**Document passage:**
== Segment start ==
Advertisement

Shopping centre owner Hammerson shores up finances

Bullring
Bullring

Shopping centre owner Hammerson has secured emergency support after it was battered by a plunge in retail rent payments.

The owner of the Birmingham Bullring centre and London's Brent Cross has been paid just 16pc of UK rent due on last week's third-quarter collection date, blowing a hole in its finances as stores reel from the Covid crisis.

Bosses have now negotiated new deals with the firm's lenders, drawn down £300m from an overdraft, and won approval to tap the Bank of England’s emergency coronavirus loan scheme.

The company said: "In response to pressures exacerbated by Covid-19, Hammerson is continuing to focus on reinforcing its balance sheet."

Hammerson is fighting to avoid the fate of rival Intu, which fell into administration last week after the coronavirus crisis proved the final straw on top of its £4.5bn debt pile.

Commercial landlords have been hammered by lockdown as their tenants were forced to close, with estimates suggesting as little as 20pc of rent was paid across the industry on the collection date last week.

Rival British Land today said that as of June 26 it had collected 36pc of the quarterly rent due from retail tenants, and 88pc from offices. Talks with tenants are continuing, while only 64pc of its stores in England – or 894 sites – are open.

Hammerson, which in April 2018 ditched plans to buy Intu, said it was confident rent collections would increase following negotiations with tenants.
== Segment end ==
**Data extracts:**
== Segment start ==
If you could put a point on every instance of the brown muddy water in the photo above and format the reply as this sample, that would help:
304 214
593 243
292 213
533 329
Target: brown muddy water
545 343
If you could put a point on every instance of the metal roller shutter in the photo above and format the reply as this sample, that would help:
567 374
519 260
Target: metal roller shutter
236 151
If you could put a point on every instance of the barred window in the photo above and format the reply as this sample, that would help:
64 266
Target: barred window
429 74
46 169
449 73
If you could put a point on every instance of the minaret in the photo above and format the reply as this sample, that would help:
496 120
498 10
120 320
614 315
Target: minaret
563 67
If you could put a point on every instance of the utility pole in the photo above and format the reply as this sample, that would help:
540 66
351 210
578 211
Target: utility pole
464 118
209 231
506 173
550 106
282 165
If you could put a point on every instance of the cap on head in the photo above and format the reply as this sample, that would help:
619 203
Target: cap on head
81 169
== Segment end ==
**Assigned task A:** Return the portion of the Hammerson article that opens with the words containing "The owner of" and closes with "coronavirus loan scheme.", copied word for word.
**Assigned task B:** In the Hammerson article, what percentage of the quarterly rent due from retail tenants had British Land collected as of June 26?
**Assigned task C:** Extend the Hammerson article beyond its last sentence.

**Task output A:**
The owner of the Birmingham Bullring centre and London's Brent Cross has been paid just 16pc of UK rent due on last week's third-quarter collection date, blowing a hole in its finances as stores reel from the Covid crisis.

Bosses have now negotiated new deals with the firm's lenders, drawn down £300m from an overdraft, and won approval to tap the Bank of England’s emergency coronavirus loan scheme.

**Task output B:** 36pc

**Task output C:**
It has now received 47pc of rent due in the UK for the second quarter, and 99pc for the first quarter, meaning overall collection for the first half of the year stand at 73pc.

The company said: "All discussions with brands regarding rent deferrals, monthly payments, and waivers have been on a case-by-case basis, taking into account the business model, risk profile and ability of the occupier to pay, alongside the support made available by the relevant governments.”

Hammerson has come under heavy attack from short-sellers betting its stock will fall in value, and is now the most shorted stock on the market with 12.6pc of its shares in the hands of hedge funds.

The business scrapped its dividend in March, while chief executive David Atkins and chairman David Tyler have both set out plans to leave the company.

Since January, shares have fallen from 300p to 80p – wiping around £1.7bn off the value of business. They dropped 0.3pc or 0.26p this morning.

Colm Lauder, real estate analyst at investment bank Goodbody, said: “Hammerson’s update reads positively.

“While we expected a weak rent performance in the third quarter, the second quarter exceeded our expectations, and management’s confidence on a further increase in rent collections is encouraging.”